▶ [Set exercise]: Select each line in the entries below that contains the string "wheelbarrow", and copy those lines.

* begin Raw data *

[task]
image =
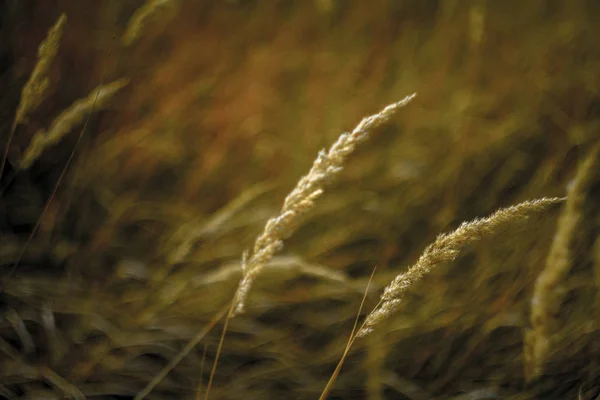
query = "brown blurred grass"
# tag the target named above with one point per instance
(228, 103)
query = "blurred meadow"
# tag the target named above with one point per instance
(147, 143)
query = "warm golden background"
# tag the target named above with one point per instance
(228, 103)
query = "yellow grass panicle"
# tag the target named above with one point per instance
(35, 89)
(446, 248)
(325, 167)
(68, 119)
(548, 290)
(140, 18)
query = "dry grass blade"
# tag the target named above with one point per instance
(349, 344)
(69, 118)
(302, 197)
(548, 293)
(140, 18)
(34, 90)
(446, 248)
(188, 347)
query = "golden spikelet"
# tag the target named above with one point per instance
(446, 248)
(35, 89)
(301, 199)
(68, 119)
(548, 290)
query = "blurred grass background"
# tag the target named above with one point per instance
(227, 106)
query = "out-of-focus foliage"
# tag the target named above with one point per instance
(228, 103)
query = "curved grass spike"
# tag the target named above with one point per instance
(34, 91)
(548, 290)
(445, 248)
(302, 198)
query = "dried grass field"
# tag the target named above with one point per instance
(273, 199)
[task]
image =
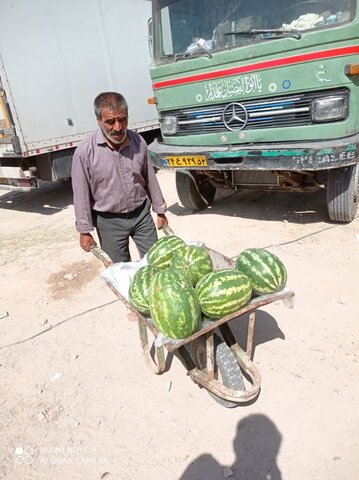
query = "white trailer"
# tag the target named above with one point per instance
(55, 57)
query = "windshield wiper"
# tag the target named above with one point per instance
(201, 52)
(269, 34)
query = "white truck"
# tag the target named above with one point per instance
(55, 57)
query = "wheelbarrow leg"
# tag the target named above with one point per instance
(156, 366)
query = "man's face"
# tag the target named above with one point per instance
(114, 125)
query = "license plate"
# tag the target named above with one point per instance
(185, 161)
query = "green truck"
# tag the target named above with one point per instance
(258, 94)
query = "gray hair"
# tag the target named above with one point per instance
(111, 100)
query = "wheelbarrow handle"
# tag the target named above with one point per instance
(167, 230)
(101, 255)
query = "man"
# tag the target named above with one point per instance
(114, 184)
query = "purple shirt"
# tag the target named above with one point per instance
(108, 180)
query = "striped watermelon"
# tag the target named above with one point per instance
(264, 269)
(161, 252)
(140, 288)
(171, 275)
(175, 309)
(194, 259)
(223, 292)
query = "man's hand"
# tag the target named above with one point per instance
(86, 240)
(161, 220)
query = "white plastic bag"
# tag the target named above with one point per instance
(120, 275)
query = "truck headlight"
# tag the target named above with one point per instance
(169, 125)
(329, 108)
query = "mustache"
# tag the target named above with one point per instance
(122, 132)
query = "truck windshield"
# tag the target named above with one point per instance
(187, 28)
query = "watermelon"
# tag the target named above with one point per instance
(223, 292)
(264, 269)
(175, 309)
(161, 252)
(140, 288)
(194, 259)
(170, 275)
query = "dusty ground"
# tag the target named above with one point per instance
(77, 401)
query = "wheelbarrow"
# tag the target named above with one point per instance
(212, 357)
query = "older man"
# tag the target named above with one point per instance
(114, 184)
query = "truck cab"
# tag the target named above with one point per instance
(258, 94)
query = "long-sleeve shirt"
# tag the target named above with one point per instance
(107, 180)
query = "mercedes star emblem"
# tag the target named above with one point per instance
(235, 116)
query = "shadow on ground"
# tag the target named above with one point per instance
(256, 447)
(48, 199)
(303, 208)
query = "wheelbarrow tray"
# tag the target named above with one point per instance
(206, 377)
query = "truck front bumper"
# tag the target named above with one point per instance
(298, 156)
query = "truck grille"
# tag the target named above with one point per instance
(273, 112)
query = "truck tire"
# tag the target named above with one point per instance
(228, 370)
(342, 193)
(194, 191)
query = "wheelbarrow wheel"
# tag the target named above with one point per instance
(227, 369)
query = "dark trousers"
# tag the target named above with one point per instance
(115, 229)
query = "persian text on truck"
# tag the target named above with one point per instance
(259, 94)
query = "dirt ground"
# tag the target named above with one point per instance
(78, 402)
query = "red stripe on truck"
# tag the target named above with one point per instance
(278, 62)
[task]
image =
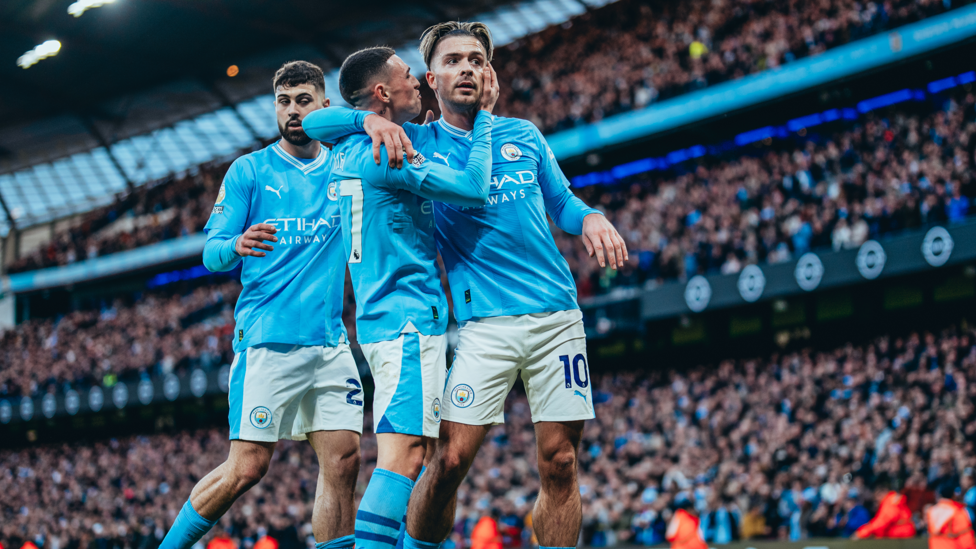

* end Raw data *

▶ [Exercise response]:
query = "wheelbarrow leg"
query = "wheelbarrow handle"
query = "wheelbarrow"
query = "wheelbarrow tray"
query = "wheelbarrow wheel"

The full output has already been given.